▸ **Your assignment**: Take the line that has "Practice step: locate the wheelbarrow frame" in it and every line after it to the end of the entries, and reproduce them exactly.

--- Available data ---

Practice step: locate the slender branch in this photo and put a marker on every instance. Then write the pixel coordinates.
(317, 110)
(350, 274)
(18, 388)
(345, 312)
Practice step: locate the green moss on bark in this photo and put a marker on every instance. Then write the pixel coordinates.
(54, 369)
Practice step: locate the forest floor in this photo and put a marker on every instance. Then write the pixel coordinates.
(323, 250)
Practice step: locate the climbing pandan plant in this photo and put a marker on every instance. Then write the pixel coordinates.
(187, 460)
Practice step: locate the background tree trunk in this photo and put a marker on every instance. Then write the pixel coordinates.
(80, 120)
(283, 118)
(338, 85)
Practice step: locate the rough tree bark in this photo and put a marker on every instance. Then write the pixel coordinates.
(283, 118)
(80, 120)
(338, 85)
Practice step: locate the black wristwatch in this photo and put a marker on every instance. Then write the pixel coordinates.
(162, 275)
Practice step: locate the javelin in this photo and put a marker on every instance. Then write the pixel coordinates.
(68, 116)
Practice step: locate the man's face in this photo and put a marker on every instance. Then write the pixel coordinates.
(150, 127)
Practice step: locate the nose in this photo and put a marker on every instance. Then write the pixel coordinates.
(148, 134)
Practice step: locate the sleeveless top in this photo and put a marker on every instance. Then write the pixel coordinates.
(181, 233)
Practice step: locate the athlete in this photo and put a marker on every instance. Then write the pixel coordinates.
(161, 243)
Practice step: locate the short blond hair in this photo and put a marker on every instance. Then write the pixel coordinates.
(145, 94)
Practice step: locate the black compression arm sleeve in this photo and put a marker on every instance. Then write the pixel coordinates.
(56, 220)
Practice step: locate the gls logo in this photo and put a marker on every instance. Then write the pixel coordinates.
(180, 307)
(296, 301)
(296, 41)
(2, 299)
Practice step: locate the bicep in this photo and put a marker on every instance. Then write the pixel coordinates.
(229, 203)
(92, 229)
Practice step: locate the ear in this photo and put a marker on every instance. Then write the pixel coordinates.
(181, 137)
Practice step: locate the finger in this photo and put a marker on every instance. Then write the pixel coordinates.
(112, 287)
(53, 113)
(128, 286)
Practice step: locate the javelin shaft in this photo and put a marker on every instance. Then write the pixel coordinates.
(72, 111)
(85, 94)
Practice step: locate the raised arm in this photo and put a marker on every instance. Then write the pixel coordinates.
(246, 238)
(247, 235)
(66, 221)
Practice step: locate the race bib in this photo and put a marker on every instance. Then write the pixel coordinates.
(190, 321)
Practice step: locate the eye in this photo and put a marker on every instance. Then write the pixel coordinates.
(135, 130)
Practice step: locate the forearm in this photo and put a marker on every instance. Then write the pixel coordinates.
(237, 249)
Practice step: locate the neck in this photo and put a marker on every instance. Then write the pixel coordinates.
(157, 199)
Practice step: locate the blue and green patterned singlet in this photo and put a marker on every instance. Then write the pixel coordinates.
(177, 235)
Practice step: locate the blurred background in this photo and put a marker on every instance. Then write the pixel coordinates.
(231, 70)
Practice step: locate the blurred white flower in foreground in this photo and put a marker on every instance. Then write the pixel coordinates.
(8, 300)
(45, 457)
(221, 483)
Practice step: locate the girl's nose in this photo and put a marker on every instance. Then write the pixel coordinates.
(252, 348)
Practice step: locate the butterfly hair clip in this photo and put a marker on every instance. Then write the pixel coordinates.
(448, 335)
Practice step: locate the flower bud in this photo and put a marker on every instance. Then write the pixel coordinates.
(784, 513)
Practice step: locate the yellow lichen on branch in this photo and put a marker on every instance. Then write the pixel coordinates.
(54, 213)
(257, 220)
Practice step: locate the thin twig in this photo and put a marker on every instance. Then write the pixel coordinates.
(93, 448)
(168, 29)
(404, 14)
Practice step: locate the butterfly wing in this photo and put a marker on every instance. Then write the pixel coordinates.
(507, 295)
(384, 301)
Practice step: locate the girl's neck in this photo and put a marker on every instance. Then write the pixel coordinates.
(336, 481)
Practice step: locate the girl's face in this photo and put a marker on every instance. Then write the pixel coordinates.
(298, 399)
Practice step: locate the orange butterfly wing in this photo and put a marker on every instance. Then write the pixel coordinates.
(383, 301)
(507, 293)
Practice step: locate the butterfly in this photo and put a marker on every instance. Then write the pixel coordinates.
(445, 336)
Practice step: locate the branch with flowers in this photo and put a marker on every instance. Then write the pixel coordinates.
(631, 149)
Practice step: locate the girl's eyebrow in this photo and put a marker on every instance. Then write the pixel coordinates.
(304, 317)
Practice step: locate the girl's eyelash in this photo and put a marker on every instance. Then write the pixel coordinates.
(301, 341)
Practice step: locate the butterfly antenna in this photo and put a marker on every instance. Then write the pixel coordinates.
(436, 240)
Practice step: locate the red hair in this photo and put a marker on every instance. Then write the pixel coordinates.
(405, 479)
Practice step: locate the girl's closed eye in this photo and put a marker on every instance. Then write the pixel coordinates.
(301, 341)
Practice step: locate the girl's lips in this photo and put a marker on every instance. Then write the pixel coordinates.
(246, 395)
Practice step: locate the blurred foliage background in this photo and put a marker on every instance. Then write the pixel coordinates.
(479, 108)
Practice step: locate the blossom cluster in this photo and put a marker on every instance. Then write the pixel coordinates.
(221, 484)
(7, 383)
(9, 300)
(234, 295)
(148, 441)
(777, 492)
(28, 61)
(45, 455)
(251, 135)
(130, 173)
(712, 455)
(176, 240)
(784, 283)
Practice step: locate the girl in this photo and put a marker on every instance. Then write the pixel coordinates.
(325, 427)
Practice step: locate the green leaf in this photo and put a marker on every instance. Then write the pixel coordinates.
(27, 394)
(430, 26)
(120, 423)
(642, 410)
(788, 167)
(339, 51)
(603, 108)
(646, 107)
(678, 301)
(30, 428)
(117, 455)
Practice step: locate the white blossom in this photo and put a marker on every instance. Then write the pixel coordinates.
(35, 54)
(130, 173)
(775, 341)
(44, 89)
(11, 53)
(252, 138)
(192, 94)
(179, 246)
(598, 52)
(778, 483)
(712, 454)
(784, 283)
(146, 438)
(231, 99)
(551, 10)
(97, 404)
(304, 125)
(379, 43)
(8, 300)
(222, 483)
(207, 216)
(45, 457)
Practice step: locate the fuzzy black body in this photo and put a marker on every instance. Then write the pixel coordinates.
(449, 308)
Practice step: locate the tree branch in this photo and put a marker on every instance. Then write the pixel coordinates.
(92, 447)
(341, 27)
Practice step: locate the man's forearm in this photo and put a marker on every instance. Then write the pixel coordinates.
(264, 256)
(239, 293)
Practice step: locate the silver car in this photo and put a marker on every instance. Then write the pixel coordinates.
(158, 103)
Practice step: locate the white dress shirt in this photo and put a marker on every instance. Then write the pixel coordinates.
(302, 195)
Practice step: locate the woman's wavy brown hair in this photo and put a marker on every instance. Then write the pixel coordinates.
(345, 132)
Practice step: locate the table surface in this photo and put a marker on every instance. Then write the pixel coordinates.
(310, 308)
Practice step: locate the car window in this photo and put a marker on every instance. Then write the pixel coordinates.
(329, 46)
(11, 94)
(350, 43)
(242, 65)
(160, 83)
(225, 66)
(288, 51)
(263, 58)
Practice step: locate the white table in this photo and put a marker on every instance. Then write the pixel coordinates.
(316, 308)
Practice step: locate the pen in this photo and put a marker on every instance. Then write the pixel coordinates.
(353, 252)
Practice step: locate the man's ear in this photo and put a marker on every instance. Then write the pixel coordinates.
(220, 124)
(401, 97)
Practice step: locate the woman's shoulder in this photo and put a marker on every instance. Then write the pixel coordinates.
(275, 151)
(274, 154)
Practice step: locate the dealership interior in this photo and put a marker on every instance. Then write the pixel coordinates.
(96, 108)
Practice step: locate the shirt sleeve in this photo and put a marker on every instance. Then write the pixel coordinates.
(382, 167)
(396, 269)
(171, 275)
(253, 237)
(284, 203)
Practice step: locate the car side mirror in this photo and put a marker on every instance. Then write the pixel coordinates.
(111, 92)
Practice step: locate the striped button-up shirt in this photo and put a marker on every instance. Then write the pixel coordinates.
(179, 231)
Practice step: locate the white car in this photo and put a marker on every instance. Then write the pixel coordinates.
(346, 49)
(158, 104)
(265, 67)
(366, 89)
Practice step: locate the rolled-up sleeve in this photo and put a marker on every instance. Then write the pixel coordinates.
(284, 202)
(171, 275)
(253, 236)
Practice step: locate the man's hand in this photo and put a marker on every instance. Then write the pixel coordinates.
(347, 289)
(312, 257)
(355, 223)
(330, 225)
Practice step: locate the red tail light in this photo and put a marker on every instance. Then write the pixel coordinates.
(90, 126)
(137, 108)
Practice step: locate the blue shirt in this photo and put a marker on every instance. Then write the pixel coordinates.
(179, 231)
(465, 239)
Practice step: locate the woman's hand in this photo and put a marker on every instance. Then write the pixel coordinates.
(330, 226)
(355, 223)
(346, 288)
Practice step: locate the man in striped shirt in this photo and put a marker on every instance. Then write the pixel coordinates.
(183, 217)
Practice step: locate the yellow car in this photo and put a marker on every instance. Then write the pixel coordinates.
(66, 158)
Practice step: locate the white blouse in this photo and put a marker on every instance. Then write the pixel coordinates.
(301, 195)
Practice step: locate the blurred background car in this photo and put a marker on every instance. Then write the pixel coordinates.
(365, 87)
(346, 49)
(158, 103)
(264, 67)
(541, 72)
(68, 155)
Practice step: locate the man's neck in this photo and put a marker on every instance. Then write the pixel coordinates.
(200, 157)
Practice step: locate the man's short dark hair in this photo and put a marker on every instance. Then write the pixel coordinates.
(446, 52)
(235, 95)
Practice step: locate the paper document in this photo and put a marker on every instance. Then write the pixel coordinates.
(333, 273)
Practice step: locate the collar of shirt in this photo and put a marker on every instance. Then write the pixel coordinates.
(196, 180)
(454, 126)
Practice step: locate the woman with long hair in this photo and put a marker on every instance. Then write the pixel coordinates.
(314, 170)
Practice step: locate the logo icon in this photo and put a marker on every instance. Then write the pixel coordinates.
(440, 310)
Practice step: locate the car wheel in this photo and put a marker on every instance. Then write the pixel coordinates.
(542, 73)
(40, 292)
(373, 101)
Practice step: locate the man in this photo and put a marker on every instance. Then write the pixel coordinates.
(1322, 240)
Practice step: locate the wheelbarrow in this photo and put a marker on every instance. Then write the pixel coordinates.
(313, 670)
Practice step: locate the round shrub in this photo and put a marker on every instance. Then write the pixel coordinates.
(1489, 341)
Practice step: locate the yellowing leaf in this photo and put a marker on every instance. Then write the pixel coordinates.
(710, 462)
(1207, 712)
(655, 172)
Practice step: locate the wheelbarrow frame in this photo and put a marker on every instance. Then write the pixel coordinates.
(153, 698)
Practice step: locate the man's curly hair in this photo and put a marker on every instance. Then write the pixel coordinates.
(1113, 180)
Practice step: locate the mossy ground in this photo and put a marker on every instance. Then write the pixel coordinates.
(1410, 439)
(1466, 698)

---

▸ **Answer for this exercise**:
Practice step: locate the wheelbarrow frame in this photo and put a marker on every instance. Then write the pixel coordinates.
(153, 698)
Practice step: locate the man's curly hair in this photo and put a marker on every instance. Then write the pixel coordinates.
(1113, 180)
Practice step: locate the mossy ground in this photo and put a marker on every instance. Then write the pixel coordinates.
(1410, 439)
(1466, 698)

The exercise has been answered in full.